Reproduce the entries below word for word, from their beginning up to and including the line containing "84], [117, 82]]". Leave the pictures out of your answer.

[start of Recorded data]

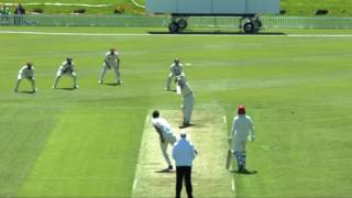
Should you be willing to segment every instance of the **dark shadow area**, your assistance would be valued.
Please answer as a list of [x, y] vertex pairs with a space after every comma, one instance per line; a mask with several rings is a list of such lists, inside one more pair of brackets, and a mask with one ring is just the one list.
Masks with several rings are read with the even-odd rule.
[[176, 89], [168, 89], [167, 91], [176, 92], [177, 90]]
[[186, 125], [179, 125], [178, 128], [179, 129], [186, 129], [186, 128], [190, 128], [190, 127], [195, 127], [195, 124], [189, 123], [189, 124], [186, 124]]
[[174, 169], [161, 169], [161, 170], [156, 170], [155, 173], [161, 173], [161, 174], [173, 174], [176, 173]]
[[110, 82], [110, 84], [103, 84], [103, 85], [107, 85], [107, 86], [119, 86], [120, 84], [117, 84], [117, 82]]
[[147, 32], [148, 34], [175, 34], [175, 35], [182, 35], [182, 34], [190, 34], [190, 35], [286, 35], [285, 33], [283, 32], [258, 32], [258, 33], [255, 33], [255, 34], [248, 34], [248, 33], [244, 33], [244, 32], [229, 32], [229, 31], [212, 31], [212, 32], [179, 32], [179, 33], [169, 33], [169, 32], [161, 32], [161, 31], [150, 31]]
[[24, 95], [34, 95], [35, 91], [16, 91], [19, 94], [24, 94]]
[[256, 175], [257, 174], [257, 170], [245, 170], [245, 172], [239, 172], [237, 169], [234, 170], [229, 170], [230, 173], [235, 173], [235, 174], [239, 174], [239, 175]]
[[64, 88], [56, 88], [56, 89], [61, 89], [61, 90], [75, 90], [76, 88], [64, 87]]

[end of Recorded data]

— Response for this exercise —
Should you be willing to segment every instance of the **dark shadow area**, your assistance would be valued.
Please answer as a list of [x, y] vertex pairs with a space after every comma, one instance per line; a mask with several rings is a list of such lists, inside one more pair of brackets, and a mask with one ring is just the one list.
Masks with several rings are read with the even-odd rule.
[[176, 89], [168, 89], [167, 91], [176, 92], [177, 90]]
[[186, 125], [179, 125], [178, 128], [179, 129], [186, 129], [186, 128], [190, 128], [190, 127], [195, 127], [195, 124], [189, 123], [189, 124], [186, 124]]
[[174, 169], [161, 169], [161, 170], [156, 170], [155, 173], [161, 173], [161, 174], [173, 174], [176, 173]]
[[110, 82], [110, 84], [103, 84], [103, 85], [107, 85], [107, 86], [119, 86], [120, 84], [117, 84], [117, 82]]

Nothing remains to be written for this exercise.